Please pull out every line of the entries below that contains the word "plume" and copy each such line in full.

[Position annotation entries]

--- --- ---

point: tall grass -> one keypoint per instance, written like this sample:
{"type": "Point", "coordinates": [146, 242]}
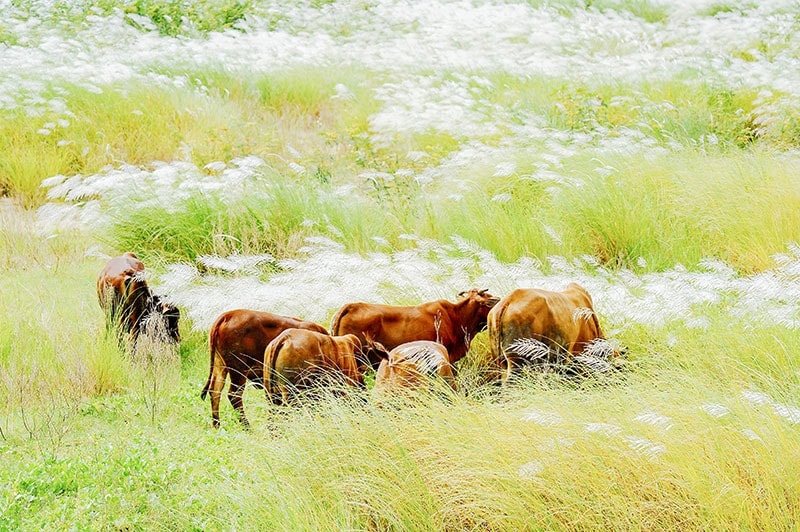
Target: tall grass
{"type": "Point", "coordinates": [646, 214]}
{"type": "Point", "coordinates": [699, 432]}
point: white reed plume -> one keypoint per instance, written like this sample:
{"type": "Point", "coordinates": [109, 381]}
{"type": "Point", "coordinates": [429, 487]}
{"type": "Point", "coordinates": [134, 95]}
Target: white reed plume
{"type": "Point", "coordinates": [530, 349]}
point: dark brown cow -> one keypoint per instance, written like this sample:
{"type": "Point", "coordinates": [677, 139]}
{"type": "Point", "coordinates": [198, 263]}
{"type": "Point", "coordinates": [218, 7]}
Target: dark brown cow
{"type": "Point", "coordinates": [299, 359]}
{"type": "Point", "coordinates": [540, 326]}
{"type": "Point", "coordinates": [126, 299]}
{"type": "Point", "coordinates": [237, 342]}
{"type": "Point", "coordinates": [451, 324]}
{"type": "Point", "coordinates": [414, 365]}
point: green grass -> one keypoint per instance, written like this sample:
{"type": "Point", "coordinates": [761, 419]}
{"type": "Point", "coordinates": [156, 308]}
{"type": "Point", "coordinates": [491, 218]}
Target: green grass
{"type": "Point", "coordinates": [676, 209]}
{"type": "Point", "coordinates": [92, 439]}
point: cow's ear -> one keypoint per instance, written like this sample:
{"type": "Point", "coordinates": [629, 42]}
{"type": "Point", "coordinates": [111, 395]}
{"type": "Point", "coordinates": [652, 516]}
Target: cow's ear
{"type": "Point", "coordinates": [491, 302]}
{"type": "Point", "coordinates": [382, 352]}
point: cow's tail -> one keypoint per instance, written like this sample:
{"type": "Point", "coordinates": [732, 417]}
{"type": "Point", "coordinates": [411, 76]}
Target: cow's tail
{"type": "Point", "coordinates": [336, 322]}
{"type": "Point", "coordinates": [500, 358]}
{"type": "Point", "coordinates": [213, 345]}
{"type": "Point", "coordinates": [270, 356]}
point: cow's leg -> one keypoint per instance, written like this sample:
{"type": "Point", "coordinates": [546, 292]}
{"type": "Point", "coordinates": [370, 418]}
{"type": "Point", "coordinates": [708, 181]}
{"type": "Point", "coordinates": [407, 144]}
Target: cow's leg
{"type": "Point", "coordinates": [238, 383]}
{"type": "Point", "coordinates": [218, 375]}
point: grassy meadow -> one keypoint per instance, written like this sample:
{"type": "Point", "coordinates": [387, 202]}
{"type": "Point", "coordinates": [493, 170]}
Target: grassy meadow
{"type": "Point", "coordinates": [295, 157]}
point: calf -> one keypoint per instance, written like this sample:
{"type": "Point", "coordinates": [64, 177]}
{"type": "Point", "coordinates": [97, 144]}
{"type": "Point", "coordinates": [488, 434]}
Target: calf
{"type": "Point", "coordinates": [451, 324]}
{"type": "Point", "coordinates": [237, 342]}
{"type": "Point", "coordinates": [540, 326]}
{"type": "Point", "coordinates": [299, 359]}
{"type": "Point", "coordinates": [129, 304]}
{"type": "Point", "coordinates": [414, 365]}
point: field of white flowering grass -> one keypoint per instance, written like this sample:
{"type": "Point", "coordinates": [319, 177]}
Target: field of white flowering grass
{"type": "Point", "coordinates": [293, 157]}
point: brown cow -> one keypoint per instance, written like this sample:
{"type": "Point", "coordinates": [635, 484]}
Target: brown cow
{"type": "Point", "coordinates": [451, 324]}
{"type": "Point", "coordinates": [126, 299]}
{"type": "Point", "coordinates": [542, 326]}
{"type": "Point", "coordinates": [414, 365]}
{"type": "Point", "coordinates": [237, 342]}
{"type": "Point", "coordinates": [298, 359]}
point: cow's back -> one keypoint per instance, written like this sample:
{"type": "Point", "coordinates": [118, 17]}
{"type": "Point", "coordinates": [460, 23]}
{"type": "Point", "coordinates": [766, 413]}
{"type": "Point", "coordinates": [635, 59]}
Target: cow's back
{"type": "Point", "coordinates": [531, 313]}
{"type": "Point", "coordinates": [412, 365]}
{"type": "Point", "coordinates": [241, 336]}
{"type": "Point", "coordinates": [388, 324]}
{"type": "Point", "coordinates": [297, 358]}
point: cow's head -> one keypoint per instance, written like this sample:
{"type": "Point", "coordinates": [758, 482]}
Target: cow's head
{"type": "Point", "coordinates": [481, 302]}
{"type": "Point", "coordinates": [168, 314]}
{"type": "Point", "coordinates": [481, 297]}
{"type": "Point", "coordinates": [370, 354]}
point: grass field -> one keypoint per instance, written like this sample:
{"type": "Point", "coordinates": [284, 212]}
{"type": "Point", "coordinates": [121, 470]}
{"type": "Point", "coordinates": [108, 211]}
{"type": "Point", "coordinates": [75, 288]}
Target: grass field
{"type": "Point", "coordinates": [295, 157]}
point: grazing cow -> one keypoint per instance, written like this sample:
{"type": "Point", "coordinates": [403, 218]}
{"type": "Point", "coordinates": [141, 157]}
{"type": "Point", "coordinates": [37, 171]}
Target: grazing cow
{"type": "Point", "coordinates": [414, 365]}
{"type": "Point", "coordinates": [542, 326]}
{"type": "Point", "coordinates": [129, 304]}
{"type": "Point", "coordinates": [451, 324]}
{"type": "Point", "coordinates": [299, 359]}
{"type": "Point", "coordinates": [237, 342]}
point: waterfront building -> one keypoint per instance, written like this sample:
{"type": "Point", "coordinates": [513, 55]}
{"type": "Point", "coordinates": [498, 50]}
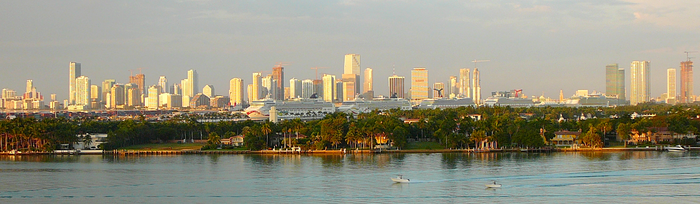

--- --- ---

- **Answer to the task**
point: white reed plume -> one keypoint per instance, written like this sample:
Target: white reed plume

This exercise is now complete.